### 本文
↓↓↓

仏教音楽 御詠歌

ご詠歌に触れてみませんか?
ご詠歌教室を再会いたします
毎月第3土曜日午後2時より3時頃まで 

宗園院本堂にてご詠歌の勉強会をいたします(参加費は不要です)
ご詠歌とは?譜の読み方、唱え方、作法諸々、ゆっくり丁寧に教えますので
初心者の方やご詠歌を全く知らない方も歓迎いたします (現生徒さんも初心者です)
見学のみ、聴講のみも可能です どうぞお訪ねください

次回ご詠歌教室
令和6年11月23日(土)午後2時より


伝統宗教に欠かせないのが音楽です。
こちらでは真言宗に伝わる仏教讃歌であるご詠歌(金剛流)などの動画を紹介いたします。
仏教音楽を通して仏さまの教えを感じてくだされば幸いです。

高野山金剛峯寺の動画館 九州詠歌青年会の動画も併せてご覧いただければ幸いです。



相互供養和讃(そうごくようわさん) new arrange
金剛流でも非常によくお唱えされる相互供養和讃の四部合唱曲です。陽旋平調という曲調です。

↑↑↑

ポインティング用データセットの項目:
↓↓↓

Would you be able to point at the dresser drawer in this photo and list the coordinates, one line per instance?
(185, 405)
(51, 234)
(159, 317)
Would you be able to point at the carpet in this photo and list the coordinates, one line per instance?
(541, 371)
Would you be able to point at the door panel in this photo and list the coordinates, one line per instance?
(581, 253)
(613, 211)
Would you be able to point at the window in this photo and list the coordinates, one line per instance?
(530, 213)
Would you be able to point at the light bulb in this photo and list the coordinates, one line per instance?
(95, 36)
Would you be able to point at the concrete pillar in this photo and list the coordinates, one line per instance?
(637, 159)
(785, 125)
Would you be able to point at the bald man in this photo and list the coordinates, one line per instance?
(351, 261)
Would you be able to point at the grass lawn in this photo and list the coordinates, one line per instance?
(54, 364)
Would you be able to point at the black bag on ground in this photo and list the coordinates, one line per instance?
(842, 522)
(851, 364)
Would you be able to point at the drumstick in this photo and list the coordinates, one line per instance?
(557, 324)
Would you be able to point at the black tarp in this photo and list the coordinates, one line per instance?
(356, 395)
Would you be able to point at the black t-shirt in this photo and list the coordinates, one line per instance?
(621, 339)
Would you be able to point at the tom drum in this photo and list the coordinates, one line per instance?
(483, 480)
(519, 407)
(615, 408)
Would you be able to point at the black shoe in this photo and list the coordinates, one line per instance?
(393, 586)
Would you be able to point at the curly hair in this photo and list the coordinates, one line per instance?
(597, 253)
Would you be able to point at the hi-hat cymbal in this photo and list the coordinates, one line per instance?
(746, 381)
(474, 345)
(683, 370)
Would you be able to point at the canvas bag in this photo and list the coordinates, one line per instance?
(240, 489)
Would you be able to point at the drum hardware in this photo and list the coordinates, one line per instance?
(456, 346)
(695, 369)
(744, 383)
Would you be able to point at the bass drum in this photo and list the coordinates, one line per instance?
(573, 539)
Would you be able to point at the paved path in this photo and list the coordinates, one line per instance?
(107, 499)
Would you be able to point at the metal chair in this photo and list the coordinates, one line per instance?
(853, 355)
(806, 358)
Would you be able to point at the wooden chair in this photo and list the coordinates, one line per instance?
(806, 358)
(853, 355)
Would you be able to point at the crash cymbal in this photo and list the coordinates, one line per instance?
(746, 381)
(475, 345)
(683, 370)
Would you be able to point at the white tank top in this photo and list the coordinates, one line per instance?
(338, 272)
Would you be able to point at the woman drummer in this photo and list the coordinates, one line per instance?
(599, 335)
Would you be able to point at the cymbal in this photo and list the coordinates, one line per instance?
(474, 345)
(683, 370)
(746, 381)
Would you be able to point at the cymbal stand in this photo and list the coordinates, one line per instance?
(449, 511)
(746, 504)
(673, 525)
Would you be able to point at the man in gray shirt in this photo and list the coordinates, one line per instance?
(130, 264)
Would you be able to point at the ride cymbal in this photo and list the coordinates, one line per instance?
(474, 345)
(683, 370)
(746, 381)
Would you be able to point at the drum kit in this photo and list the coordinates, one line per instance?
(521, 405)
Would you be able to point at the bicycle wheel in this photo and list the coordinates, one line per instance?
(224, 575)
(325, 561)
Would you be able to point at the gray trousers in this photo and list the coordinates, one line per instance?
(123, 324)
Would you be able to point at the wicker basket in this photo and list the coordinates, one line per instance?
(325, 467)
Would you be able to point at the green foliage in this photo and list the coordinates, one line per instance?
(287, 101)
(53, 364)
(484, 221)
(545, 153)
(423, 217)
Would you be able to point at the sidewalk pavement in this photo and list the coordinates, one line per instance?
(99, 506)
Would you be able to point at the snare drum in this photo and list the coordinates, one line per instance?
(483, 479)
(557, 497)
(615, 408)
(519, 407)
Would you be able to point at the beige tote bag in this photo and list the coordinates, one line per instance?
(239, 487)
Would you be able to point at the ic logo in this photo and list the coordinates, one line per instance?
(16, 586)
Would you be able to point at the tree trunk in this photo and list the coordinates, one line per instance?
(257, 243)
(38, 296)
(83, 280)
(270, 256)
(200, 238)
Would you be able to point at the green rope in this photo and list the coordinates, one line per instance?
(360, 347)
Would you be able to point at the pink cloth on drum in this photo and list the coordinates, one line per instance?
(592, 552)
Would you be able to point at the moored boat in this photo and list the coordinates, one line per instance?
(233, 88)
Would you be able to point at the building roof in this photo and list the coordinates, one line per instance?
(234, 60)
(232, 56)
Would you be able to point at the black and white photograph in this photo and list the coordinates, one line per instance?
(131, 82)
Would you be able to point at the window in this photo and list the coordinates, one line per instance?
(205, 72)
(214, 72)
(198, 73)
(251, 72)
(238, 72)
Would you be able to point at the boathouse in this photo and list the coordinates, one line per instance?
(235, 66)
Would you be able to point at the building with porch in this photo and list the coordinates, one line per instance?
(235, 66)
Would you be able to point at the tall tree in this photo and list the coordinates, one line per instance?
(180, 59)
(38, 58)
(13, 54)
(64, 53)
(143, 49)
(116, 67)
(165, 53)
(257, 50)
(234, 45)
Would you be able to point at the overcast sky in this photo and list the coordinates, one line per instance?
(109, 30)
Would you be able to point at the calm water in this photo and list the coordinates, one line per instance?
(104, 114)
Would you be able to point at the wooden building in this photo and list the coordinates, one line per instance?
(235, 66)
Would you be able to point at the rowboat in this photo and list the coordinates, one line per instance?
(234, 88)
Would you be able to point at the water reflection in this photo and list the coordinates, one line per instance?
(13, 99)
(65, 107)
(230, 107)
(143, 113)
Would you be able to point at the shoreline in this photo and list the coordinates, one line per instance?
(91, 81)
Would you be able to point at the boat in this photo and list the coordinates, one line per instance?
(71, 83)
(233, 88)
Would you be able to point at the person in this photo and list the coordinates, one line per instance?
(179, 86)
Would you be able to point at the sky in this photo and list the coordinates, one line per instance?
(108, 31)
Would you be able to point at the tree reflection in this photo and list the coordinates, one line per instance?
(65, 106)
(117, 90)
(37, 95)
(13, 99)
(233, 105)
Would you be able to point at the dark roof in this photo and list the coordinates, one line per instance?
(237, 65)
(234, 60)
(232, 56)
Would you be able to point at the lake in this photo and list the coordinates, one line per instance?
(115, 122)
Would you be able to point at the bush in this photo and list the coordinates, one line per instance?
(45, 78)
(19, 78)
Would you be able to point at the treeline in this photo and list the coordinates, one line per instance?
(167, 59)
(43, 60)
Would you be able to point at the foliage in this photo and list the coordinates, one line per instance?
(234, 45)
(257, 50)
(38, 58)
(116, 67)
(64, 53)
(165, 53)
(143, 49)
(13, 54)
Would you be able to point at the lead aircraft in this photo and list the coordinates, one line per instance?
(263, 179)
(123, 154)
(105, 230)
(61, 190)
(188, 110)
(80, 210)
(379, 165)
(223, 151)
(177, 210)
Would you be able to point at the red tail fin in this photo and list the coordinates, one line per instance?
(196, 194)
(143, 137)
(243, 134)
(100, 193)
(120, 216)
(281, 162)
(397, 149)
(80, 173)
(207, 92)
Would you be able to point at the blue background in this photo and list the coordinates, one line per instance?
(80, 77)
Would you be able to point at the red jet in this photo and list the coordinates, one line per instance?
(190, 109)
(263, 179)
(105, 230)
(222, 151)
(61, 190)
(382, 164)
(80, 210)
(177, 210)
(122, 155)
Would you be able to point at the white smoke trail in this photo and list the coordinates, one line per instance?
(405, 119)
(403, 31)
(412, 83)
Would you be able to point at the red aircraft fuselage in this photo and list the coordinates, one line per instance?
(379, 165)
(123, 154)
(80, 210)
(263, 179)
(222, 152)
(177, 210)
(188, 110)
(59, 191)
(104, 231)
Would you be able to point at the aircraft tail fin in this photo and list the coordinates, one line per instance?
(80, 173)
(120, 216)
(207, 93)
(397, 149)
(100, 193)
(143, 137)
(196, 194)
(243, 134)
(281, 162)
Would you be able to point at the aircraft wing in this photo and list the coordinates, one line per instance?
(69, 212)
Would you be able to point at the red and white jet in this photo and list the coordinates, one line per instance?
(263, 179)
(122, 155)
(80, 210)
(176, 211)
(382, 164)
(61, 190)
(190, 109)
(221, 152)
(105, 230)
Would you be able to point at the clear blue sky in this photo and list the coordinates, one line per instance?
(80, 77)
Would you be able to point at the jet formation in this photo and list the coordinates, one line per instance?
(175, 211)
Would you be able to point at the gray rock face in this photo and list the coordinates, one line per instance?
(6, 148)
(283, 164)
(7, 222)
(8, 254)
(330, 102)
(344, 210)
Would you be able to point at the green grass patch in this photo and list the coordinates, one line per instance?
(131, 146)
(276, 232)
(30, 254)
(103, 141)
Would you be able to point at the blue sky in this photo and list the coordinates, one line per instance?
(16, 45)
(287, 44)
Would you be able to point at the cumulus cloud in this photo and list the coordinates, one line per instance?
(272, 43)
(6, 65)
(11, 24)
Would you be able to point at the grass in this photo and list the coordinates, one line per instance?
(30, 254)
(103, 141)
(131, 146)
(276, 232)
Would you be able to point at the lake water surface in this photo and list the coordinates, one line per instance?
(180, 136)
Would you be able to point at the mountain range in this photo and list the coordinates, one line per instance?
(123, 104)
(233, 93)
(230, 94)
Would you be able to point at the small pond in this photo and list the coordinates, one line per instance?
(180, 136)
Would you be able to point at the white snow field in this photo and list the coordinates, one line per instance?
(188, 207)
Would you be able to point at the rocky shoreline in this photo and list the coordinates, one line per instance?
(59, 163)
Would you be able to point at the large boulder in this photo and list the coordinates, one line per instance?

↑↑↑

### 取り組む課題
1. ご詠歌に関する本文の要点を、二文でまとめてください。
2. ご詠歌に関する本文の「こちらでは真言宗に伝わる仏教」から「す。陽旋平調という曲調です。」までを、「金剛流」を「密厳流」に置き換えて書き直してください。
3. ご詠歌に関する本文の最後の文に続けて、その先を書き継いでください。
これらの資料は解答に用いる必要はありません。

### 課題の解答
1. 宗園院本堂では毎月第3土曜日の午後2時から3時頃まで参加費不要のご詠歌教室が開かれており、初心者や見学・聴講のみの方も歓迎され、次回は令和6年11月23日(土)午後2時からです。また、真言宗に伝わる仏教讃歌であるご詠歌(金剛流)などの動画が紹介されており、その一つとして陽旋平調の四部合唱曲である相互供養和讃が挙げられています。

2.
こちらでは真言宗に伝わる仏教讃歌であるご詠歌(密厳流)などの動画を紹介いたします。
仏教音楽を通して仏さまの教えを感じてくだされば幸いです。

高野山金剛峯寺の動画館 九州詠歌青年会の動画も併せてご覧いただければ幸いです。



相互供養和讃(そうごくようわさん) new arrange
密厳流でも非常によくお唱えされる相互供養和讃の四部合唱曲です。陽旋平調という曲調です。

3.
私が高野山で初めて習ったご詠歌でもあります。
いくつかアレンジされたものがあるのですが、より斬新なアレンジとなっています。
曼荼羅浄土(まんだらじょうど) 
仏さまの居られる世界=曼荼羅を表現した伸びやかなご詠歌です。
こちらも四部合唱に編曲されて公演でお唱えされました。
陰旋黄鐘(いんせんおうしき)という曲調で、耳に残るきれいな旋律が特徴です。

観音大慈(かんのんだいじ)
観世音菩薩、いわゆる観音さまの慈悲の心を説いたご詠歌です。陰旋黄鐘という曲調です。
1番の歌詞は「観音さまが我々に救いの手を指し伸ばしてくれる」施無畏という働きを述べています。
2番の歌詞では「我々が観音さまの御手にすがる」安心と菩提心を述べています。


父母感恩和讃(ぶもかんおんわさん) 
「ほろほろと なくやまどりの 声聞けば 父かとぞおもう 母かとぞおもう」
亡き父母を偲びそれを詩にしたご詠歌です。
旋律は陰旋平調(いんせんひょうじょう)という悲しげな音階を用いて作られています。
舞踊と共に体感してください。

法悦歓喜和讃(ほうえつかんぎわさん)
仏の教えに触れた喜びを現したご詠歌です。
そのため旋律も陽旋平調(ようせんひょうじょう)という明るい音階で作られています。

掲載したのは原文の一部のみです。